Instruções — Localize nos itens abaixo cada linha que contém a palavra "rock" e copie essas linhas, levando em conta a diferença entre maiúsculas e minúsculas.

[Rótulos de pontos de objetos]

↓

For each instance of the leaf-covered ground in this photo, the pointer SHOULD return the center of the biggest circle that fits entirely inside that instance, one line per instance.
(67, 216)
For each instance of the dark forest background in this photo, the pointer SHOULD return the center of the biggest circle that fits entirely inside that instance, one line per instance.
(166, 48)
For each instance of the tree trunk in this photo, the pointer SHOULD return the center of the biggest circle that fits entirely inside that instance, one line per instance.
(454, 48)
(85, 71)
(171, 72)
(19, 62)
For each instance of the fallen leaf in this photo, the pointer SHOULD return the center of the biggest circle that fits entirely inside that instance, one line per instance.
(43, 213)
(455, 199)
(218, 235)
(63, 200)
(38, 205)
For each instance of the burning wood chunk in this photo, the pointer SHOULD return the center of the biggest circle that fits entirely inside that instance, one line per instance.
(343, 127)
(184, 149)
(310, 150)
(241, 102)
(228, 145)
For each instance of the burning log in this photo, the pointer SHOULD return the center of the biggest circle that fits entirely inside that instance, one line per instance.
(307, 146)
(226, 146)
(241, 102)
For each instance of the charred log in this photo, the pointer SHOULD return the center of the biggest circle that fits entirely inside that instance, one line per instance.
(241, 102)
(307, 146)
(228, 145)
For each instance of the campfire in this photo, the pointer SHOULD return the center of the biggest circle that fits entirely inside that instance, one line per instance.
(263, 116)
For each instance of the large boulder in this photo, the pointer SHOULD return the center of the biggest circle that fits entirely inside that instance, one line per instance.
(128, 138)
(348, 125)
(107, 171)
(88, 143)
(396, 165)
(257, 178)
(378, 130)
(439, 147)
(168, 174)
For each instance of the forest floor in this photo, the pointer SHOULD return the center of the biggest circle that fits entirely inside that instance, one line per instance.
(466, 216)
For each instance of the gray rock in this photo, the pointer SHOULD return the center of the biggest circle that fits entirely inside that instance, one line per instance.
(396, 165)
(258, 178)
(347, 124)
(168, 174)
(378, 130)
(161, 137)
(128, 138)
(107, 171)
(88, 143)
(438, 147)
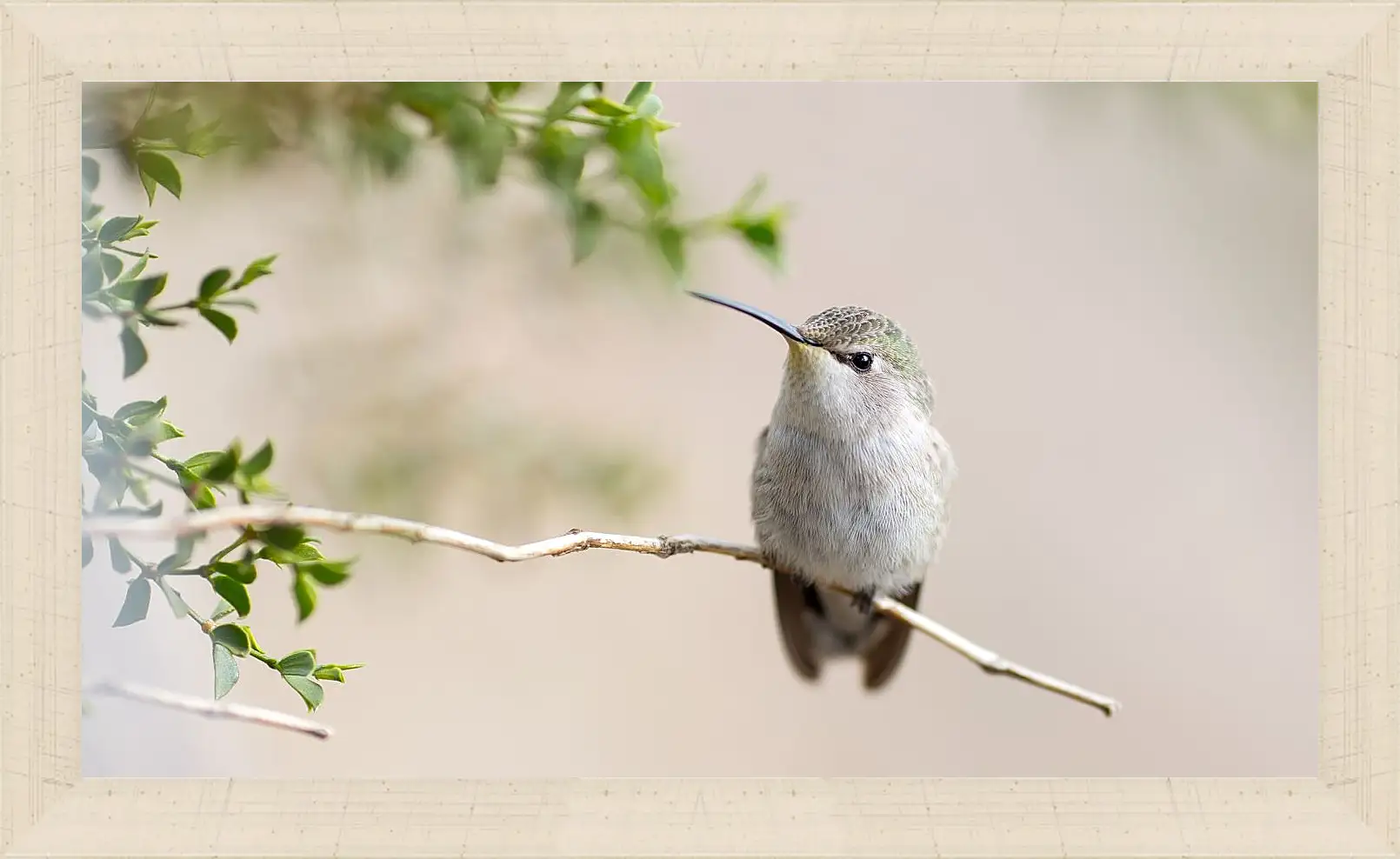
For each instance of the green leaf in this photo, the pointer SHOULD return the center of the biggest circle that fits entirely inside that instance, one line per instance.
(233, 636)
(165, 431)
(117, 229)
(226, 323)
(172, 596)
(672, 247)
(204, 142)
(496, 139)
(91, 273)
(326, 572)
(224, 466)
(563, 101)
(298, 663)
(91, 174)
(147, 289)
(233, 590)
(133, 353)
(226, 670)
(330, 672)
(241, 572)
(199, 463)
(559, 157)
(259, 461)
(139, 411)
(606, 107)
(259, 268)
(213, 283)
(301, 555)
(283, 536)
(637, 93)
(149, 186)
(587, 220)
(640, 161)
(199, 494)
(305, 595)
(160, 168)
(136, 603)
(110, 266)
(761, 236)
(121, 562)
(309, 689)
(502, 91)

↑
↓

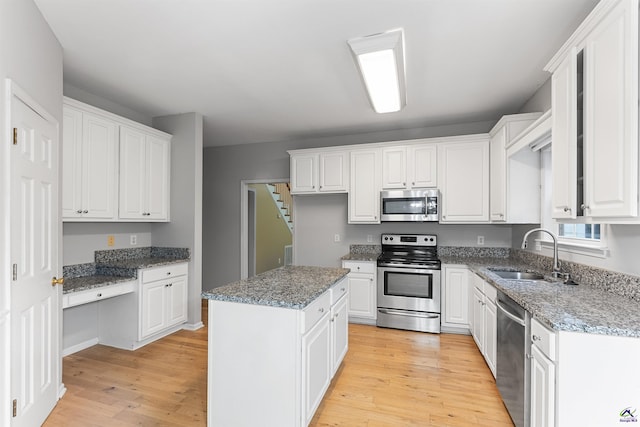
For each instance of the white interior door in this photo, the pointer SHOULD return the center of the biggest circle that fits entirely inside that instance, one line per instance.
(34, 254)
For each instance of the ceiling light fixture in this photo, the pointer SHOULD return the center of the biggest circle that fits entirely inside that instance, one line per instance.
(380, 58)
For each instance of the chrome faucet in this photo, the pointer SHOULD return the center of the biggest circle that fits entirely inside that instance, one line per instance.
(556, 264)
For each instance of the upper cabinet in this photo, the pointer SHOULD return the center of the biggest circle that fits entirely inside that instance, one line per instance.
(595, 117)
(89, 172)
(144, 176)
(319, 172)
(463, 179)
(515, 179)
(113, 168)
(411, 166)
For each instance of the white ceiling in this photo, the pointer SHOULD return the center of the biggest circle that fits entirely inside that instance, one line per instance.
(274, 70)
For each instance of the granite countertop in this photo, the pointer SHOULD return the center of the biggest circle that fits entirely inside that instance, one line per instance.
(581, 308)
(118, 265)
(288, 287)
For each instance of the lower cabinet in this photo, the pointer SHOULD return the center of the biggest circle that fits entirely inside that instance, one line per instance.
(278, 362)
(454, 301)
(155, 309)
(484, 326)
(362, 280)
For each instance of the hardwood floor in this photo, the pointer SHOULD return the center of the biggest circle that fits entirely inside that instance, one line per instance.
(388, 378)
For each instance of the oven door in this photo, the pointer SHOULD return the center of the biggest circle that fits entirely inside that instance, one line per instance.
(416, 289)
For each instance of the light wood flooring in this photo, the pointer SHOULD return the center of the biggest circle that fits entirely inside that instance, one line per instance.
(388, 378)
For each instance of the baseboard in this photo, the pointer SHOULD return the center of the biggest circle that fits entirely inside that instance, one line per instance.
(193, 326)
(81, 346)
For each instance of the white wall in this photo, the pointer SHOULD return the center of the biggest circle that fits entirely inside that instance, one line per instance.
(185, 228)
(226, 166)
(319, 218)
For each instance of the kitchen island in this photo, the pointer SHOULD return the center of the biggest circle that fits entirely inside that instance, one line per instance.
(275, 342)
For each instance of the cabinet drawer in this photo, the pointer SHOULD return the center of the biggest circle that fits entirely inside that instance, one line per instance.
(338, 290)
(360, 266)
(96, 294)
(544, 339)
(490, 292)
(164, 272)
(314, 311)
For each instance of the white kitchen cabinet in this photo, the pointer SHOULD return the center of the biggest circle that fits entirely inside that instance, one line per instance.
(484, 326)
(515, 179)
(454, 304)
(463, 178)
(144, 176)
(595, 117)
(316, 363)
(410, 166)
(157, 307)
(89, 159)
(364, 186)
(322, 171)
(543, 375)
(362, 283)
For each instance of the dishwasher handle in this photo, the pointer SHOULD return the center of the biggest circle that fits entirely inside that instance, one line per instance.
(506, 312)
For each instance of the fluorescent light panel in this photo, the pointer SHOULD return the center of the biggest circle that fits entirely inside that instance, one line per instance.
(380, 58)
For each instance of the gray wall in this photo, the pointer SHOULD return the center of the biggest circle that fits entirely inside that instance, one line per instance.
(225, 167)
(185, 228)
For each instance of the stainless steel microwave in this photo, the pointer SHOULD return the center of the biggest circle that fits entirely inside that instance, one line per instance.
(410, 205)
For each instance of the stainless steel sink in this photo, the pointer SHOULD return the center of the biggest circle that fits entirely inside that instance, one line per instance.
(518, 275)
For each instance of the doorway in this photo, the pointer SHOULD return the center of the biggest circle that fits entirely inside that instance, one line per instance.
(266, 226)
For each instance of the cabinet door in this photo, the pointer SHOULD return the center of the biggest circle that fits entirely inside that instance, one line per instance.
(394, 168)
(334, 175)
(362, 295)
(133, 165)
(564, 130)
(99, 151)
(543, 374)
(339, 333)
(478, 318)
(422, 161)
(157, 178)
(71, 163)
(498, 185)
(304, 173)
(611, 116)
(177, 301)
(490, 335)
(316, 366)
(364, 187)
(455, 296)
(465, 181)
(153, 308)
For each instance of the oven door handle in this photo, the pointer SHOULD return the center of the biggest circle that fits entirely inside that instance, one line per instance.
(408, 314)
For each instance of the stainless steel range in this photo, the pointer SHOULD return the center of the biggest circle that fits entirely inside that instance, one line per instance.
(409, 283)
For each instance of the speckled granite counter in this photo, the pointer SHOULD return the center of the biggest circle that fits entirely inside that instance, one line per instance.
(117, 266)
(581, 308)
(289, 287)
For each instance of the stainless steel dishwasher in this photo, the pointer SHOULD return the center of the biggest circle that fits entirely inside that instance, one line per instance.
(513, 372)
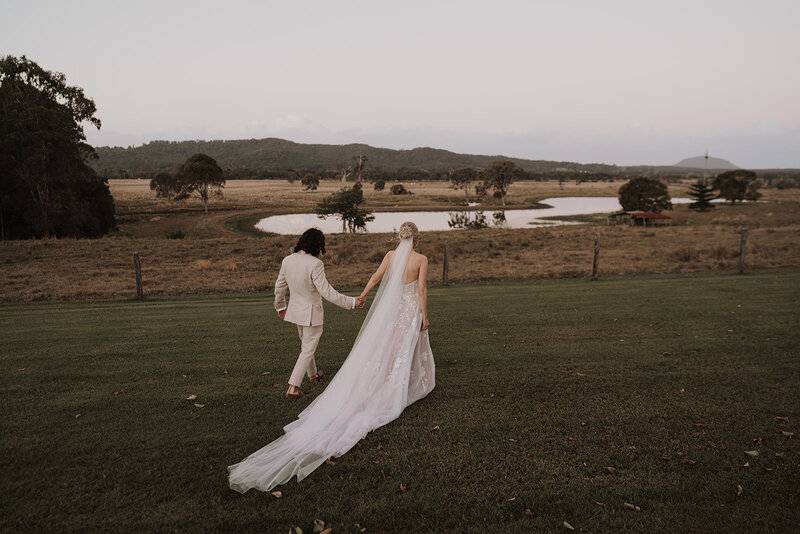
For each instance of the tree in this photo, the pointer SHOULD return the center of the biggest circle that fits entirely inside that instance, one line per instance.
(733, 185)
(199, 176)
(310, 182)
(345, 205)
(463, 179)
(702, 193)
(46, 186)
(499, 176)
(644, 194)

↑

Tarefa concluída —
For each instance of the gray rock in this photo, the pointer SHOULD return the center of the biggest circle that fits entirely inside that instance, one line per instance.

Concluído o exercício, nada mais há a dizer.